→ **Fragmento proporcionado**
════════════════════

En la Casa Blanca, la agenda fue ocultar la
verdad, mentir sin medida y utilizar las herramientas que fuesen necesarias,
independientemente de su legalidad, para evitar que se hiciera pública la
conspiración organizada para dañar a los enemigos políticos de
Nixon.
De junio de 1972 cuando se descubrió el
allanamiento, a mediados de 1974, la agenda de los legisladores republicanos se
centró en la defensa de Nixon y la descalificación del Post y los medios
que crecientemente abordaban temas de Watergate. Los demócratas, por su parte,
utilizaron las informaciones de los medios para desgastar a la administración
Nixon y, en el 74, para sustentar el inicio de los procedimientos legislativos
para defenestrar al Presidente.
Hoy sabemos que Mark W. Felt, el segundo de a
bordo del Buró Federal de Investigaciones (fbi por sus siglas en inglés) fue la
fuente del Post apodada
“garganta profunda” y que operó no por amor a la verdad y para preservar
los valores de la nación, sino en beneficio de su propia agenda, que era ser
nombrado director general de la agencia a la muerte de J. Edgar Hoover. Cuando
Nixon designó a un director ajeno a la comunidad de inteligencia y los mandos de
carrera clamaron que ello dañaría al aparato de seguridad interna del gobierno,
Felt utilizó su contacto con los reporteros del Post para combatir la designación
presidencial.

════════════════════

→ **Datos disponibles**
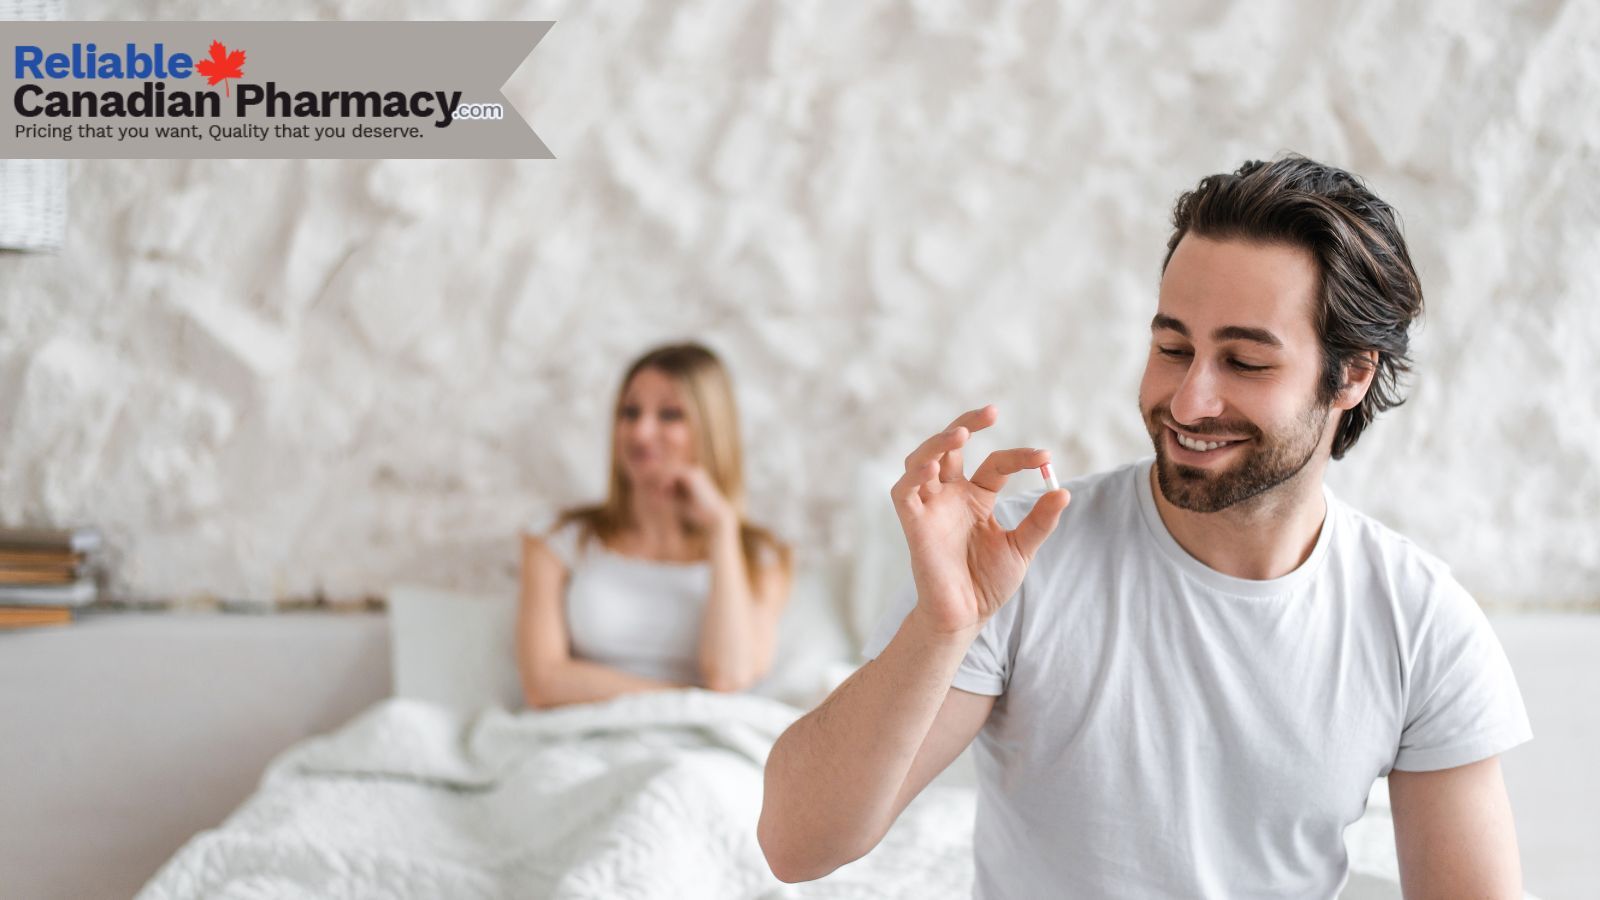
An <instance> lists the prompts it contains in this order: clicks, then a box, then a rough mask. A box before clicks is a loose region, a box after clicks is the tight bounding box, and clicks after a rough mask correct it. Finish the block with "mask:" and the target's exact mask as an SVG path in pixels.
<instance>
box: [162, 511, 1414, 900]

════════════════════

→ **Instrucciones de la tarea**
Copia literalmente el fragmento sobre Watergate desde "Hoy sabemos que" hasta "presidencial.".

→ **Área de respuesta**
Hoy sabemos que Mark W. Felt, el segundo de a
bordo del Buró Federal de Investigaciones (fbi por sus siglas en inglés) fue la
fuente del Post apodada
“garganta profunda” y que operó no por amor a la verdad y para preservar
los valores de la nación, sino en beneficio de su propia agenda, que era ser
nombrado director general de la agencia a la muerte de J. Edgar Hoover. Cuando
Nixon designó a un director ajeno a la comunidad de inteligencia y los mandos de
carrera clamaron que ello dañaría al aparato de seguridad interna del gobierno,
Felt utilizó su contacto con los reporteros del Post para combatir la designación
presidencial.